▸ Page:
------------------------------------------------------------------------
Oracle Scratchpad

June 13, 2023

Case Study

Filed under: Oracle,Performance,Problem Solving,Troubleshooting,Tuning — Jonathan Lewis @ 12:50 pm BST Jun 13,2023

Here’s a problem that appeared on the Oracle-L list server a little while ago. It features an Exadata system with a “very large” GTT (global temporary table) and a pair of queries that are repeated frequently, using a different literal value on each repetition of the pair.

The queries, with sample execution plans, have been reported using the SQL Monitor feature and are available on github, but I’ll repeat them here, individually, for convenience. The first query is a very simple single-table with aggregation:

SELECT FG.FID,   FG.DCD, FG.MDT,1.00 , SUM (FG.N_CD), SUM (FG.d_nsd), and several more summed columns
    FROM F_GTT FG
   WHERE FG.FID = {literal constant}
GROUP BY FG.FID, FG.DCD, FG.MDT
ORDER BY 1, 3


Global Information
------------------------------
 Status              :  DONE (ALL ROWS)           
 Instance ID         :  3                         
 SQL ID              :  gmm2v6dtvu0yb             
 SQL Execution ID    :  50331648                  
 Execution Started   :  06/01/2023 14:52:21       
 First Refresh Time  :  06/01/2023 14:52:25       
 Last Refresh Time   :  06/01/2023 14:53:11       
 Duration            :  50s                       
 Fetch Calls         :  1                         

Global Stats
==================================================================================================================================================
| Elapsed |   Cpu   |    IO    | Application | Cluster  |  Other   | Fetch | Buffer | Read  | Read  | Uncompressed |  Offload   |    Offload     |
| Time(s) | Time(s) | Waits(s) |  Waits(s)   | Waits(s) | Waits(s) | Calls |  Gets  | Reqs  | Bytes |    Bytes     | Elig Bytes | Returned Bytes |
==================================================================================================================================================
|      50 |      48 |     0.68 |        0.01 |     0.00 |     0.72 |     1 |     3M | 45632 |  22GB |         22GB |       22GB |           22GB |
==================================================================================================================================================

SQL Plan Monitoring Details (Plan Hash Value=3209725901)
==============================================================================================================================================================================
| Id |          Operation           |      Name      |  Rows   | Cost |   Time    | Start  | Execs |   Rows   | Read  | Read  |  Mem  | Activity |      Activity Detail      |
|    |                              |                | (Estim) |      | Active(s) | Active |       | (Actual) | Reqs  | Bytes | (Max) |   (%)    |        (# samples)        |
==============================================================================================================================================================================
|  0 | SELECT STATEMENT             |                |         |      |        47 |     +4 |     1 |       31 |       |       |     . |          |                           |
|  1 |   SORT GROUP BY              |                |     217 | 792K |        47 |     +4 |     1 |       31 |       |       | 14336 |          |                           |
|  2 |    TABLE ACCESS STORAGE FULL | F_GTT          |   63836 | 792K |        50 |     +1 |     1 |    37491 | 45632 |  22GB |  14MB |    97.96 | Cpu (46)                  |
|    |                              |                |         |      |           |        |       |          |       |       |       |          | cell smart table scan (2) |
==============================================================================================================================================================================

Predicate Information (identified by operation id):
---------------------------------------------------
   2 - storage("FG"."FID"={literal value})
------------------------------------------------------------------------
▸ Material supplied:

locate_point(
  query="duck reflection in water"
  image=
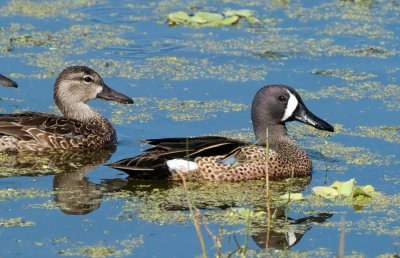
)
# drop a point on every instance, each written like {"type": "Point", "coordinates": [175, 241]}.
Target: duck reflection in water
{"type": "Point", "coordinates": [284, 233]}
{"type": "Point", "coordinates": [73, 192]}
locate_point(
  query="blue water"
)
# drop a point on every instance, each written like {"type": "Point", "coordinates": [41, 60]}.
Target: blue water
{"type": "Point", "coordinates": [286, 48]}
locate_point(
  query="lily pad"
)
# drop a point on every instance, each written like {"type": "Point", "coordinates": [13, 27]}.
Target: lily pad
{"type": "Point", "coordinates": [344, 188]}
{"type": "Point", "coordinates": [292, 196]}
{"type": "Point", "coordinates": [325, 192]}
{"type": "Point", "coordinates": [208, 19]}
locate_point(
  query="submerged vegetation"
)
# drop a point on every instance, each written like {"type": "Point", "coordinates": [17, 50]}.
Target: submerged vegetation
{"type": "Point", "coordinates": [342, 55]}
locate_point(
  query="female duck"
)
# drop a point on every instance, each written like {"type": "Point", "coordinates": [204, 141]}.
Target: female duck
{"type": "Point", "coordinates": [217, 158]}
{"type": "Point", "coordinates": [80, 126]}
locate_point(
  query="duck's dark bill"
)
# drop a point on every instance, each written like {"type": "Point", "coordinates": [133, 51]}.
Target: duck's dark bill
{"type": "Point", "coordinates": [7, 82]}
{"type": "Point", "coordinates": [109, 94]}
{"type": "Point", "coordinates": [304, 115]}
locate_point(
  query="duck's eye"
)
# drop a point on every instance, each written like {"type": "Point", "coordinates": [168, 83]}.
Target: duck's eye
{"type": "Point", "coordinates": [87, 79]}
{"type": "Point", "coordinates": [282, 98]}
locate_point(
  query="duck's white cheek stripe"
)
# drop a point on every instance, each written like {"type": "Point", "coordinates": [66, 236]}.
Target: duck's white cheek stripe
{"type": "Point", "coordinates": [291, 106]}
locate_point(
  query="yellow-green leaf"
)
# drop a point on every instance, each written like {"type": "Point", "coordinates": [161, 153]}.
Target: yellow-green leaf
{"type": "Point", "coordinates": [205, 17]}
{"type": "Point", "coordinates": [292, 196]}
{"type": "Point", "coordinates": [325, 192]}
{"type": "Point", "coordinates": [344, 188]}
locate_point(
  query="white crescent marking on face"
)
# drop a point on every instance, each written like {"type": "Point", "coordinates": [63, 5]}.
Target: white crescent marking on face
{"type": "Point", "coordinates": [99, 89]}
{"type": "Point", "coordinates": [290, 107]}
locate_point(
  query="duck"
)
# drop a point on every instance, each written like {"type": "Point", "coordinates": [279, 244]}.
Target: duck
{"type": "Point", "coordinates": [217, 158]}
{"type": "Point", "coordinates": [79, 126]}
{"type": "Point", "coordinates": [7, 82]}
------------------------------------------------------------------------
▸ Request: Rewrite the paragraph of the case study that begins "Here’s a problem that appeared" as a short bulleted list, keeping its main facts.

▸ Solution below:
- The problem appeared on the Oracle-L list server a little while ago.
- It involves an Exadata system.
- The system has a "very large" GTT (global temporary table).
- A pair of queries is repeated frequently, with a different literal value on each repetition.